**Location identification entries**
========================================
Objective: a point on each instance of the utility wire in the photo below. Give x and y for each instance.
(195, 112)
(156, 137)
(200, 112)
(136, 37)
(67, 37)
========================================
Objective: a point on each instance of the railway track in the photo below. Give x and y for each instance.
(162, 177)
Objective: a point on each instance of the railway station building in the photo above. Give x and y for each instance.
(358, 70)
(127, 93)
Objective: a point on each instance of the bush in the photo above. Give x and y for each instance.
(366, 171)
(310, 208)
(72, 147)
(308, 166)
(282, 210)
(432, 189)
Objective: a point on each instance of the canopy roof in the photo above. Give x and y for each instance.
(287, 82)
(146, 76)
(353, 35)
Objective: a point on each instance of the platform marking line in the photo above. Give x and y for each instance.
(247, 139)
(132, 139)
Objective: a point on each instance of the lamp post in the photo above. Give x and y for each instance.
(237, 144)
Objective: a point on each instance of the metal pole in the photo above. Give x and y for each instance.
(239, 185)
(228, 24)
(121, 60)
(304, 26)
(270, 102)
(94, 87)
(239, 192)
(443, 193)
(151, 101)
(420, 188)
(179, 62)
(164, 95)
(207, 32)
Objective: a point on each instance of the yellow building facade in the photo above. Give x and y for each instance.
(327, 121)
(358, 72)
========================================
**What this task involves**
Find each line among the items that includes the string "below", and copy every such line out in full. Treat the match as case-sensitive.

**Completed task**
Objective: a point on each instance of the utility wire in the photo below. Give x and y for each instance.
Objective: a point on each instance of the railway track in the photo below. Give x and y for each instance.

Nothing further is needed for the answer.